→ Document segment
*** Block opens ***

# Low PH and slower cycle?



## Memphis118 (Aug 29, 2017)

Hello all,

Bare with me, I am new to all this and any help would be greatly appreciated. 

Tank has been up for 3 weeks, with the following reading:

PH: 6.1-6.2
Ammonia: 1ppm
Nitrite: 0
Nitrate: 2ppm
KH: 0
GH: 4
Temp: 75-76 degrees

It has a decent amount of christmas moss, and using SL-Aqua Soil. 

My question is, I have added Dr Tims One and Only in hopes to speed up the cycling process, but noticed it's still taking a while.

I read that a low PH like mine, can slow down the cycling process a lot. Is this true? Since the tank has been up for 3 weeks, shouldn't I be seeing SOME nitrite? 

I've been dosing AquaVitro Seed every day to help supplement the bacteria.

This tank will eventually be a shrimp tank, which is why the PH is so low.


----------



## Deanna (Feb 15, 2017)

Yes; the low pH has stalled the BB development. The conversion of the ammonia and nitrite by the bacteria naturally produces an acid that will lower the water pH. The way to get the cycling going again is to simply do a 20-25% water change. This will increase the pH and usually gets the cycling process going again. You can also add 1 teaspoon of baking soda for every 5 gallons to get the pH into the 7 area. Test it daily to be sure it doesn't drop so much again.


----------



## Chlorophile (Aug 2, 2011)

Assuming your tap water isn't too acidic (is tap water ever acidic?) Id stick with just the water changes every couple days, no need to tire out your substrate with extra KH

Cycling is fastest at 86 degrees and 7.6 ph


----------



## Chlorophile (Aug 2, 2011)

*** Block closes ***

→ Dataset entries

*** Block opens ***

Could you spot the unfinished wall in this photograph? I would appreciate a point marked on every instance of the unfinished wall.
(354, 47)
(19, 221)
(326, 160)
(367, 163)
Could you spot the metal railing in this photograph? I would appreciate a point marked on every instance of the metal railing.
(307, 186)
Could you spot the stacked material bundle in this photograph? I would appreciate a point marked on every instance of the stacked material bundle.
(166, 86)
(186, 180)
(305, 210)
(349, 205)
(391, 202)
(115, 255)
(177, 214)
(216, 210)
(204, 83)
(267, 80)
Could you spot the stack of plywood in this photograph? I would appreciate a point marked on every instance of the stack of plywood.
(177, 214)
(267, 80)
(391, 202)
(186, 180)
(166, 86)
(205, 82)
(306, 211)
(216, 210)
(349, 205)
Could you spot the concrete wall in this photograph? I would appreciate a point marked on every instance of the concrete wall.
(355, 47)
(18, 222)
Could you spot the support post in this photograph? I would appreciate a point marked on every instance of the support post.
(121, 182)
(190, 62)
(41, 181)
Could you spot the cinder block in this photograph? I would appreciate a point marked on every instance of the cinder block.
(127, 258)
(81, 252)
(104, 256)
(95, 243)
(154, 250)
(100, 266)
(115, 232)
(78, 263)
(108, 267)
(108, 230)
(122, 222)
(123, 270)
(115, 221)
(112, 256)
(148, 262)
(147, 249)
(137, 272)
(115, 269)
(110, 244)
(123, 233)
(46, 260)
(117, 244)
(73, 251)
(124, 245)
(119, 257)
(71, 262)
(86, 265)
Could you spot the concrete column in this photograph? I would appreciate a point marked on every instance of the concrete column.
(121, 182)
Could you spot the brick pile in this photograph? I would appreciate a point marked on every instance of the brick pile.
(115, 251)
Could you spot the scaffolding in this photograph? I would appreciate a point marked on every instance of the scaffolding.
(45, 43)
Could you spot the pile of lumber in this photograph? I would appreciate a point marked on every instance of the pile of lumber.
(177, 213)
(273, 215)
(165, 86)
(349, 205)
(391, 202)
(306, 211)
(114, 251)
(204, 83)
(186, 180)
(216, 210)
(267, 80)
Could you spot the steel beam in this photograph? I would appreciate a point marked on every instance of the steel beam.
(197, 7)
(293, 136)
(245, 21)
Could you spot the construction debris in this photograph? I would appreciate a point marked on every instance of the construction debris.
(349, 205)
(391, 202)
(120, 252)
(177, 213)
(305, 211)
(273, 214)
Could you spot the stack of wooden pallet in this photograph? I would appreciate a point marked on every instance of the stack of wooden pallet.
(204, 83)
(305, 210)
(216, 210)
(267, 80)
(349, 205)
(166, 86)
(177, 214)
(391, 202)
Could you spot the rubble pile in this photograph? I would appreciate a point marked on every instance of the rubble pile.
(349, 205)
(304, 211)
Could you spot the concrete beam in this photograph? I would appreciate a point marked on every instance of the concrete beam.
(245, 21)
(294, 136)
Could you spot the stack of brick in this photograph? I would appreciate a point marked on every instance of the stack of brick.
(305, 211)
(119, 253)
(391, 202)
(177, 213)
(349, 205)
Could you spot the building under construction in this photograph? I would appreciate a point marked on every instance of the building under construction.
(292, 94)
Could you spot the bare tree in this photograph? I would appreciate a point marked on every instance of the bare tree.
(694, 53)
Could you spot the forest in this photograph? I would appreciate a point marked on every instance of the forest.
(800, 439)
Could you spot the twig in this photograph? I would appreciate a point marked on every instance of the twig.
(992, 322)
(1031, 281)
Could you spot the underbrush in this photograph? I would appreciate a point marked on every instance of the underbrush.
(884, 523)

*** Block closes ***

→ Tasks to perform
a – Translate this sentence from the aquarium cycling thread into Spanish: "This will increase the pH and usually gets the cycling process going again."
b – Continue the forum thread on low pH and slow tank cycling, picking up after its final line.

→ Solved problems
a – Esto aumentará el pH y por lo general vuelve a poner en marcha el proceso de ciclado.

b –
Editops delete please


----------



## jeffkrol (Jun 5, 2013)

Gets tricky..As to my understanding th ammonia-nitrite bact .are more prone to slowing down and stopping at low pH
The fact you have some Nitrate "may" mean the nitrite-nitrate bact. are less affected..though there are poss. other sources..
any nitrite will be converted to nitrate.



> This brings us back to pH. If the pH drops below 6 in a given system, the Nitrosomonas bacterium will not adequately process the ammonia in the water. If the pH eventually gets low enough, the nitrogen cycle will cease to function all together. If the pH levels rise above 9, as mentioned earlier, very high concentrations of toxic ammonia (NH3) are present.


----------



## zenster (Jan 27, 2017)

I have a fully cycled 7 gallon tank about 4 months old using New Amazonia soil that is buffering the pH at 5.20. I'm also cycling (starting its 6 week) a 17 gallon tank using the same substrate and the pH is around 4.75 while the ammonia is at 0.25 ppm. The moss and PRL's in the fully cycled 7 gallon are both thriving. I just let mother nature take her course instead of adding anything to help her out. Your tank will eventually cycle. Just be patient.


----------



## Chlorophile (Aug 2, 2011)

zenster said:


> I have a fully cycled 7 gallon tank about 4 months old using New Amazonia soil that is buffering the pH at 5.20. I'm also cycling (starting its 6 week) a 17 gallon tank using the same substrate and the pH is around 4.75 while the ammonia is at 0.25 ppm. The moss and PRL's in the fully cycled 7 gallon are both thriving. I just let mother nature take her course instead of adding anything to help her out. Your tank will eventually cycle. Just be patient.


You must have very soft tap water for the pH to stay that low.
Caution however, at that pH you can't convert ammonia to nitrite, your pH has Ammonia in the ammonium form which is not very toxic, however should your pH climb rapidly for some reason you'll have some dead shrimp


----------



## Memphis118 (Aug 29, 2017)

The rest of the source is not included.